**Problem to solve**
Reproduce the following rows verbatim, every line unchanged.

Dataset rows
BEGIN

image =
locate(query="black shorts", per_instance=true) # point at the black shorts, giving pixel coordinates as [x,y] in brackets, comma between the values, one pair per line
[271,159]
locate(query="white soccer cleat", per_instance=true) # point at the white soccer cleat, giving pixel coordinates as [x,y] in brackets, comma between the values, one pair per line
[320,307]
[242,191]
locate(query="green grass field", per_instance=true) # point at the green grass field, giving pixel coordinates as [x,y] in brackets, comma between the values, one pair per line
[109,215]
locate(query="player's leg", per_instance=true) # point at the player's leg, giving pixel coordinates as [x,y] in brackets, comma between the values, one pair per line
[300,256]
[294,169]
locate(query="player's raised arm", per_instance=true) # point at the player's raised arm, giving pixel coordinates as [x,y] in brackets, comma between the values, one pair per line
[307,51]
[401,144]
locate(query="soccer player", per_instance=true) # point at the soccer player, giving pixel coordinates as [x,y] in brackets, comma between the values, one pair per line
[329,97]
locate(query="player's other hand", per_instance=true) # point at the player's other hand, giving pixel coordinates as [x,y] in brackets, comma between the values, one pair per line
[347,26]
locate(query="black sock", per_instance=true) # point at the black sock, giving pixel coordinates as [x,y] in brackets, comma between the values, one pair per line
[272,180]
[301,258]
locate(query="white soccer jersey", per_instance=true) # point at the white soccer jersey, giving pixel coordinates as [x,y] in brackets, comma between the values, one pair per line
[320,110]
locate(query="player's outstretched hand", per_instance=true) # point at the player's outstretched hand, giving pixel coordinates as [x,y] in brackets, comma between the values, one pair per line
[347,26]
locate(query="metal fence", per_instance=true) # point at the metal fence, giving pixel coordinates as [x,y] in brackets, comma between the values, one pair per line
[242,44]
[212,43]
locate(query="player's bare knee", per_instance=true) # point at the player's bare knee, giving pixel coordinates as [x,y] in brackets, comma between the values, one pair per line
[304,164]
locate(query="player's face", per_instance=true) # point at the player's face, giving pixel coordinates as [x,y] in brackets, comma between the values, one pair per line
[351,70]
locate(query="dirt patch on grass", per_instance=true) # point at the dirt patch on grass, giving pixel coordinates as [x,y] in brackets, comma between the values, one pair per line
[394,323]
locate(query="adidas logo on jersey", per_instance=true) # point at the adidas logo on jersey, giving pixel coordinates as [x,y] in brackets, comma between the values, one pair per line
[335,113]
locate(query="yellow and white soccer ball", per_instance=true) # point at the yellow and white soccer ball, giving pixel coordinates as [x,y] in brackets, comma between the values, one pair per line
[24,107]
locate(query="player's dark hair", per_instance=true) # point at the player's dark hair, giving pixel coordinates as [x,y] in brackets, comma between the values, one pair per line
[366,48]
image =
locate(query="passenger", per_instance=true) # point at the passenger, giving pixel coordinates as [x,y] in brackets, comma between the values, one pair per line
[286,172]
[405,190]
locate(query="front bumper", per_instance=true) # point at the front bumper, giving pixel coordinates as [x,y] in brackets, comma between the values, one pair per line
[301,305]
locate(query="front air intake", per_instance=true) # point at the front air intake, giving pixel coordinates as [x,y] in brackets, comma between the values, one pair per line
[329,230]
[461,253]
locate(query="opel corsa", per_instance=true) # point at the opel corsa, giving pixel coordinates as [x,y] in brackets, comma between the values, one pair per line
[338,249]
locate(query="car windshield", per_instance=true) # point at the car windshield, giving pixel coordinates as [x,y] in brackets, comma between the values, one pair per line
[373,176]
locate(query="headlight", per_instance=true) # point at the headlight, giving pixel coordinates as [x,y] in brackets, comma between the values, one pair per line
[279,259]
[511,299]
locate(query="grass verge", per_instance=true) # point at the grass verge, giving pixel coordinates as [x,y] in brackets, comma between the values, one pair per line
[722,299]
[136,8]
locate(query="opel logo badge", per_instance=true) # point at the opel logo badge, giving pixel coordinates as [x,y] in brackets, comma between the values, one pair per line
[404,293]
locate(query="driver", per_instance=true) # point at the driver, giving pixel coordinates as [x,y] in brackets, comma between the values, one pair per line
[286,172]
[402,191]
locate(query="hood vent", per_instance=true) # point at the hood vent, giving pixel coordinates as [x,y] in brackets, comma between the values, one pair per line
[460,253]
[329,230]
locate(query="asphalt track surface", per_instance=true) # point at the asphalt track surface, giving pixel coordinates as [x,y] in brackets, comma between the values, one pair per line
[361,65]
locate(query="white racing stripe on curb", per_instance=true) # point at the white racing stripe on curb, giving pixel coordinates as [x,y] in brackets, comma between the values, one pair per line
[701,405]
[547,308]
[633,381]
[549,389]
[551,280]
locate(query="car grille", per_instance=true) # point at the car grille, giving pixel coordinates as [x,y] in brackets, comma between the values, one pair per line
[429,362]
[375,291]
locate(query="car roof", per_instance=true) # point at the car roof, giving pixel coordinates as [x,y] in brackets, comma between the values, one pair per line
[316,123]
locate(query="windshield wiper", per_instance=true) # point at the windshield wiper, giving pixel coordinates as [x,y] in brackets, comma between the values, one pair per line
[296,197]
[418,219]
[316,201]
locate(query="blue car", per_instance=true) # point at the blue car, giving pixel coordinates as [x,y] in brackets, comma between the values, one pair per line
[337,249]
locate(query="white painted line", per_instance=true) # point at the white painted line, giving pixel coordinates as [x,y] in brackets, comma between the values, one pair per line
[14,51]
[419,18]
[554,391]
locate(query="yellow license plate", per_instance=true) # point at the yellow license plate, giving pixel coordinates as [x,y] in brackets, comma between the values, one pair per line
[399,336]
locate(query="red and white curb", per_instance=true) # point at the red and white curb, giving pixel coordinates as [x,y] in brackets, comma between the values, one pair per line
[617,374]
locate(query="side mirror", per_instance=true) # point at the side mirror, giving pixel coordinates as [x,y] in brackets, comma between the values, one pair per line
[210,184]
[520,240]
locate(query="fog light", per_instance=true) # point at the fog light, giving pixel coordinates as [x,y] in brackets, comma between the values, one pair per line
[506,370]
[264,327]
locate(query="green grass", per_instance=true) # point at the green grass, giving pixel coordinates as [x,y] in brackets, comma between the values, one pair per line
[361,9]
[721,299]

END

**Exercise output**
image =
locate(query="black shorts", per_instance=true) # point at the black shorts, giving pixel coordinates as [x,y] in brackets, comma between the values, one pair per line
[271,159]
locate(query="white soccer cleat", per_instance=true) # point at the white soccer cleat, giving pixel coordinates as [x,y] in brackets, comma between the values, one pair per line
[320,307]
[242,191]
locate(query="green grass field", per_instance=true) # point at the green grass field, giving pixel coordinates as [x,y] in brackets, comma between the values, one pair per line
[109,215]
locate(query="player's leg", per_instance=true) # point at the player's leg, giving pixel coordinates as [x,y] in brackets, comma between the values, one pair per line
[300,256]
[294,169]
locate(query="player's raised arm", per_instance=true) # point at the player's raised arm, giving pixel coordinates as [x,y] in brackets, comma between the values, one pair per line
[307,51]
[401,144]
locate(query="soccer player", per_instance=true) # point at the soccer player, giving pixel coordinates as [x,y] in brackets, comma between the values, one pair per line
[329,97]
locate(query="player's other hand", per_instance=true) # point at the player's other hand, giving pixel coordinates as [x,y] in brackets, comma between the values, one pair per line
[347,26]
locate(query="black sock", per_instance=true) # point at the black sock, giving pixel coordinates as [x,y] in brackets, comma between the values, one pair per line
[272,180]
[301,258]
locate(query="white soccer jersey", per_instance=true) # point at the white soccer jersey, giving pixel coordinates as [x,y] in brackets, comma between the values, one pair per line
[320,110]
locate(query="player's outstretched hand", per_instance=true) # point at the player's outstretched hand, giving pixel coordinates as [x,y] in brackets, comma between the values, one pair per line
[347,26]
locate(query="metal fence", per_instance=true) # point at the metal fence, giving pixel coordinates as [x,y] in brackets, comma between the values, one pair per line
[242,44]
[212,43]
locate(query="player's bare knee", per_instance=true) # point at the player's bare knee, giving pixel coordinates as [x,y] in brackets, comma between the values, one pair per line
[304,164]
locate(query="player's face", per_instance=true) # point at the player's face, giving pixel coordinates as [x,y] in brackets, comma between the values, one pair per line
[351,70]
locate(query="dirt patch on grass", per_instance=true) # point at the dirt patch on grass, giving pixel coordinates as [x,y] in brackets, comma between the values, one pair per line
[394,323]
locate(query="adidas logo on jersey", per_instance=true) # point at the adidas logo on jersey, giving pixel coordinates as [x,y] in brackets, comma between the values, one pair per line
[335,113]
locate(query="yellow and white soccer ball", per_instance=true) # point at the yellow and white soccer ball, giving pixel coordinates as [x,y] in brackets, comma between the values, one pair per line
[24,107]
locate(query="player's dark hair", per_instance=true) # point at the player's dark hair, giving pixel coordinates as [x,y] in brackets, comma between the values, one pair per line
[366,48]
image =
locate(query="passenger", per_instance=true) # point at the passenger, giving pixel coordinates as [x,y] in brackets, comma between the values, one pair per line
[286,172]
[405,190]
locate(query="front bumper", per_instance=true) # point at the front bumper, giving pixel coordinates as [x,y] in brackets, comma between the values, one pair per line
[301,305]
locate(query="front air intake", per_instance=true) # point at the front air intake, giving pixel coordinates as [x,y] in brackets, comma between the values, one pair per line
[329,230]
[461,253]
locate(query="opel corsa", per_instance=true) # point at the opel corsa, giving pixel coordinates as [x,y] in brackets, comma between the values, one pair per line
[338,249]
locate(query="car windshield", per_instance=true) # point at the car windshield, giving pixel coordinates as [x,y] in brackets, comma between the values, one pair per line
[373,176]
locate(query="headlight", per_instance=true) # point at the headlight, giving pixel coordinates as [x,y] in brackets, comma between the values, one pair per line
[279,259]
[511,299]
locate(query="grass verge", per_instance=true) # point at the grass verge, giving pixel coordinates as [x,y] in brackets, comma between the values, one pair per line
[722,299]
[136,8]
locate(query="opel logo badge", per_instance=true) # point at the opel logo badge, giving pixel coordinates as [x,y] in brackets, comma between the values, one pair per line
[404,293]
locate(query="driver", per_instance=true) # point at the driver, giving pixel coordinates as [x,y] in brackets, comma between the values, one pair per line
[286,172]
[402,191]
locate(query="hood vent", per_instance=true) # point at the hood vent, giving pixel coordinates as [x,y] in brackets, comma between the values, one pair per line
[460,253]
[329,230]
locate(query="asphalt track surface", per_instance=true) # point at the asphalt track surface, giving pixel coordinates as [x,y] in brackets, comma between the values, one pair per line
[361,65]
locate(query="white racing stripe on curb", per_instance=true) # point at the white racing stripe on curb, giving pixel coordinates as [x,y] in brackets, comma between the values, one pair per line
[701,405]
[547,308]
[633,381]
[549,389]
[551,280]
locate(query="car grille", per_instance=true) # point at the car grille, giving pixel coordinates as [x,y] in brackets, comma between the values, one pair per line
[429,362]
[375,291]
locate(query="car roof", per_instance=true) # point at the car roof, giving pixel coordinates as [x,y] in brackets, comma between the values, one pair per line
[316,123]
locate(query="windshield wiper", per_instance=true) # point at the windshield wiper, giving pixel coordinates as [x,y] in brackets, comma between the values, one pair per line
[296,197]
[418,219]
[316,201]
locate(query="blue car", per_instance=true) # point at the blue car, giving pixel coordinates as [x,y] in brackets, comma between the values, one pair per line
[337,249]
locate(query="white painted line", per_instance=true) # point at the white painted line, giving pixel coordinates as [x,y] in brackets, comma between the values, one pair per line
[14,51]
[419,18]
[554,391]
locate(query="yellow license plate", per_instance=true) # point at the yellow license plate, giving pixel coordinates as [x,y] in brackets, comma between the values, one pair per line
[399,336]
locate(query="red and white curb", per_instance=true) # point at the red and white curb, giving pixel coordinates as [x,y] in brackets, comma between the values, one pair per line
[617,374]
locate(query="side mirror", per_instance=true) # point at the side mirror, giving pixel coordinates as [x,y] in brackets, comma between the values, one pair per line
[210,184]
[520,240]
locate(query="fog light", per_instance=true) # point at the fog light, giving pixel coordinates as [x,y] in brackets, comma between the values, one pair per line
[506,370]
[264,327]
locate(query="green grass", per_instance=true) # point at the green grass, giving pixel coordinates as [x,y] in brackets, comma between the values, one pair per line
[361,9]
[721,299]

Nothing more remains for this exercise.